● INPUT DATA:
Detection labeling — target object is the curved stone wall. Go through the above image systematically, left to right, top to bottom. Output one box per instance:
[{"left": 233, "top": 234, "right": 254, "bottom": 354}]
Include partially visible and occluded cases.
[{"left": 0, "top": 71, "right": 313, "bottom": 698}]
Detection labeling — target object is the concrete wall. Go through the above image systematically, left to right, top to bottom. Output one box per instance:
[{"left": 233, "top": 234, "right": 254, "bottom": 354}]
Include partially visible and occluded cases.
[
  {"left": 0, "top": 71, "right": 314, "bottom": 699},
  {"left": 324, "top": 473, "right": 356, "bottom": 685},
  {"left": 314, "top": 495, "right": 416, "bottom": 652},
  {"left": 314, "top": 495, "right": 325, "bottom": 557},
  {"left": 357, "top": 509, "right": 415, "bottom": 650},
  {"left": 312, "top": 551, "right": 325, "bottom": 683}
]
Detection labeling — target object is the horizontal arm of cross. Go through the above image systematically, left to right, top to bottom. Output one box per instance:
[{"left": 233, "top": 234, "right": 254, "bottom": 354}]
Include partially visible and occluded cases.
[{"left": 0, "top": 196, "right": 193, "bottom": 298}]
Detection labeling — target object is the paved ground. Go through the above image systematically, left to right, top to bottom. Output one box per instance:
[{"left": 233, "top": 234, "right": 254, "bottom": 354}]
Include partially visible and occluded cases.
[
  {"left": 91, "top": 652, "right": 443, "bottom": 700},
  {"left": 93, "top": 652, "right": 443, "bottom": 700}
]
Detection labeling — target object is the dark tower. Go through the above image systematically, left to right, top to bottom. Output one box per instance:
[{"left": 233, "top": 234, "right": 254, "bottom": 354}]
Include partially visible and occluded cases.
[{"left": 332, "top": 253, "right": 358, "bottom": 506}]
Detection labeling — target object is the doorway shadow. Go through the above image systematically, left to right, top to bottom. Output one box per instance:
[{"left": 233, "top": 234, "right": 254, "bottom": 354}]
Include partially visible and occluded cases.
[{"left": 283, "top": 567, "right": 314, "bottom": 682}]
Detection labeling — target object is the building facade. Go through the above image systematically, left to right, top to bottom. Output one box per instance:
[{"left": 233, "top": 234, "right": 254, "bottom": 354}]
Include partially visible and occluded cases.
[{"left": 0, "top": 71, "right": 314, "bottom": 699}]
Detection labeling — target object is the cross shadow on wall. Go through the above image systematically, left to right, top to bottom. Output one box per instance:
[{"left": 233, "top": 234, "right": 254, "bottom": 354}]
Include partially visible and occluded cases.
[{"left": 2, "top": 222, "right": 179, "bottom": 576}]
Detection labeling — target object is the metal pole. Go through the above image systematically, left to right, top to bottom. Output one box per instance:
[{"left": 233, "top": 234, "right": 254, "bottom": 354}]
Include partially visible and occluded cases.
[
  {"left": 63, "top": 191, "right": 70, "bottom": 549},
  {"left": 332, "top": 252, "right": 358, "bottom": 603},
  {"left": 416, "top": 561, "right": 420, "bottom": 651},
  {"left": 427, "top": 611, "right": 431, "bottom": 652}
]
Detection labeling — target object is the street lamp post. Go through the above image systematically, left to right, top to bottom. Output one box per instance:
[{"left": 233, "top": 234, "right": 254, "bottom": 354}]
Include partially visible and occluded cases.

● YOUR GOAL: From the records above, pull out every line containing the word "shadow".

● EXERCISE RESPONSE:
Detection labeling — target object is the doorway shadow. Go through the above image systematically, left to right, top to bottom. Output one box per instance:
Detection labeling — target object is the cross shadow on wall. Go through the above image systematically, left to right, top to bottom. Output one box per instance:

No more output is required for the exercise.